Stated goal =
Render every line of the listing below as a Markdown table with the columns No. and Entry, giving each line its running number and skipping blank lines. Leave the picture out of the table.

Material for this exercise =

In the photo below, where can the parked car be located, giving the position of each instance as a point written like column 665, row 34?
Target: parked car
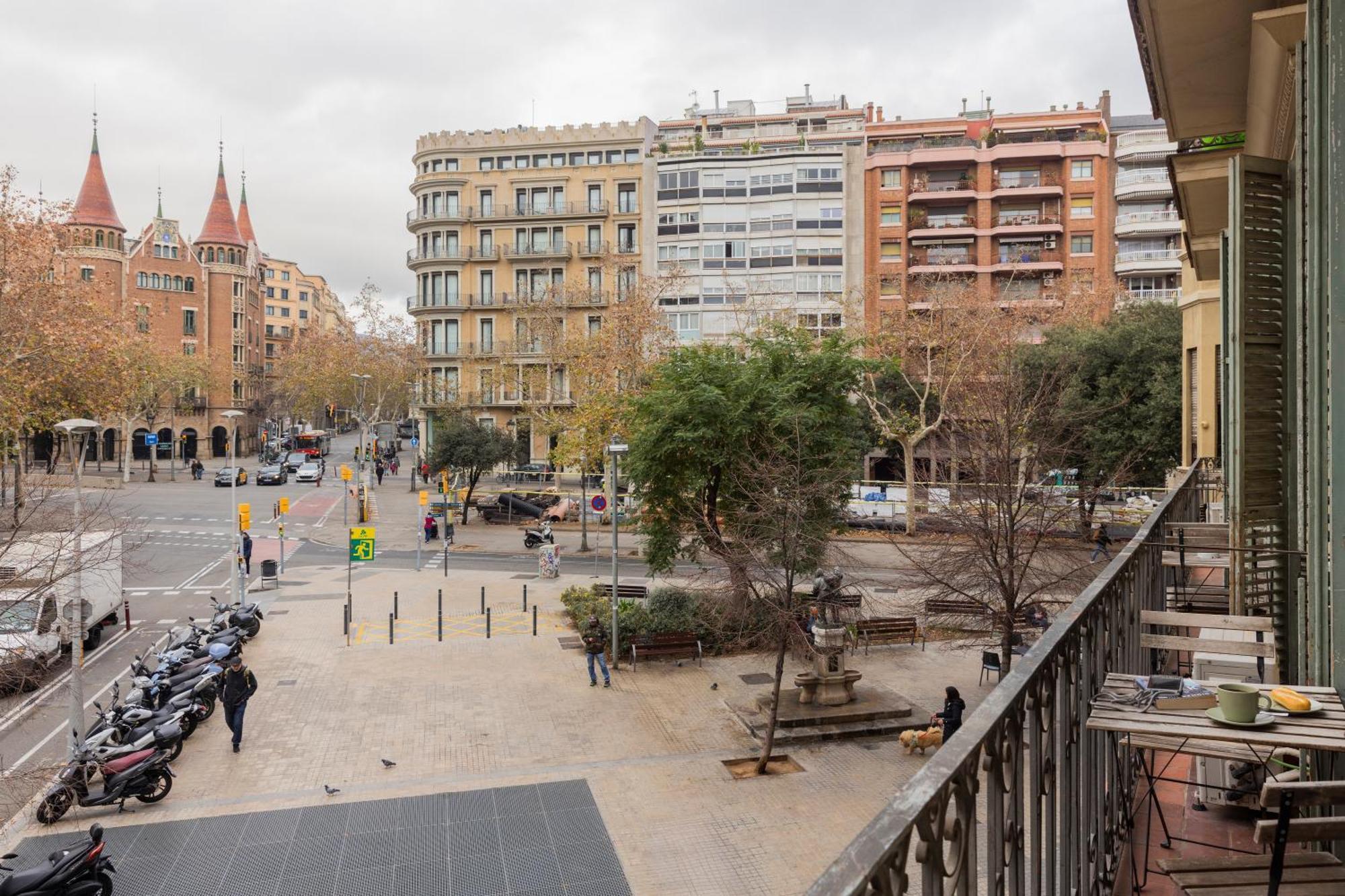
column 229, row 475
column 313, row 471
column 276, row 475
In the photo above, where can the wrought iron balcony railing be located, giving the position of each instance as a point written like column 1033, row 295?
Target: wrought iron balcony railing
column 1052, row 790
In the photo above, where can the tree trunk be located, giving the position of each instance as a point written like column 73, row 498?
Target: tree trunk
column 909, row 451
column 769, row 744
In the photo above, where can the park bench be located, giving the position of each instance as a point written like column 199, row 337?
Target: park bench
column 676, row 643
column 623, row 592
column 888, row 630
column 946, row 611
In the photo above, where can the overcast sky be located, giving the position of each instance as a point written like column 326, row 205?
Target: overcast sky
column 328, row 99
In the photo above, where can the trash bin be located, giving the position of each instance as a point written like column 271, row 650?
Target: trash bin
column 548, row 561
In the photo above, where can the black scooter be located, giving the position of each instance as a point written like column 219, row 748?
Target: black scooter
column 145, row 775
column 79, row 869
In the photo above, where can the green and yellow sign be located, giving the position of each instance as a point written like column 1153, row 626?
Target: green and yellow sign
column 361, row 544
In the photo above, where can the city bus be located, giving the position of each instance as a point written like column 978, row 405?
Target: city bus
column 318, row 440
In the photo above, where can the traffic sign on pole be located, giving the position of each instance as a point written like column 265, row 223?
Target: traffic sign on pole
column 361, row 544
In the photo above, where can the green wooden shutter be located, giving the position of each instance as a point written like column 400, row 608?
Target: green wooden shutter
column 1258, row 450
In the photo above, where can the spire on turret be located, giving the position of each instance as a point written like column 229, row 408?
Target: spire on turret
column 221, row 225
column 95, row 204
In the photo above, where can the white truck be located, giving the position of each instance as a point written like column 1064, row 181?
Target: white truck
column 37, row 600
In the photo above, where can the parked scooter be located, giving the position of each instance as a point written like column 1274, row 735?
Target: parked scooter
column 143, row 775
column 79, row 869
column 535, row 537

Answer for the task =
| No. | Entry |
|---|---|
| 1 | In the photo below, where can the parked car be located, giving the position of each instance as a point written like column 665, row 34? |
| 2 | Target: parked car |
| 3 | column 229, row 475 |
| 4 | column 313, row 471 |
| 5 | column 276, row 475 |
| 6 | In the photo above, where can the wrought iron balcony railing be located, giving the position of each instance as a point written like column 1033, row 295? |
| 7 | Target: wrought iron balcony railing |
| 8 | column 1052, row 790 |
| 9 | In the photo above, where can the tree trunk be located, giving the position of each instance as a point written like column 73, row 498? |
| 10 | Target: tree trunk |
| 11 | column 909, row 451 |
| 12 | column 769, row 744 |
| 13 | In the photo above, where can the park bench be located, giving the position of each instance as a point written like column 199, row 337? |
| 14 | Target: park bench |
| 15 | column 676, row 643 |
| 16 | column 623, row 592 |
| 17 | column 888, row 630 |
| 18 | column 946, row 611 |
| 19 | In the photo above, where can the overcast sky be located, giving the position of each instance as a point written like column 326, row 205? |
| 20 | Target: overcast sky |
| 21 | column 328, row 99 |
| 22 | In the photo above, where can the trash bin be located, giving the position of each instance as a point written like column 271, row 650? |
| 23 | Target: trash bin |
| 24 | column 548, row 561 |
| 25 | In the photo above, where can the black scooter be located, giving the position of each instance as a point written like column 219, row 748? |
| 26 | Target: black scooter |
| 27 | column 145, row 775 |
| 28 | column 79, row 869 |
| 29 | In the photo above, where can the green and yellow sign be located, giving the position of each instance as a point written like column 1153, row 626? |
| 30 | Target: green and yellow sign |
| 31 | column 361, row 544 |
| 32 | In the photo above, where can the city bus be located, giving the position of each instance as a point written like column 978, row 405? |
| 33 | Target: city bus |
| 34 | column 318, row 440 |
| 35 | In the photo above, where can the traffic sign on pole be located, giving the position of each instance as a point written like column 265, row 223? |
| 36 | Target: traffic sign on pole |
| 37 | column 361, row 544 |
| 38 | In the photo above, where can the green wooden shutter be located, giving the position of each instance as a point written like column 400, row 608? |
| 39 | Target: green wooden shutter |
| 40 | column 1258, row 450 |
| 41 | In the photo above, where can the spire on turret be located, giving the position of each instance as a point written like column 229, row 408? |
| 42 | Target: spire on turret |
| 43 | column 221, row 225 |
| 44 | column 95, row 204 |
| 45 | In the photo above, where can the white truck be located, giving the position of each instance as a point written like column 1064, row 181? |
| 46 | Target: white truck |
| 47 | column 37, row 600 |
| 48 | In the photo above, where can the parked scooter be located, giving the position of each instance as a point written like column 1274, row 735? |
| 49 | Target: parked scooter |
| 50 | column 143, row 775 |
| 51 | column 79, row 869 |
| 52 | column 535, row 537 |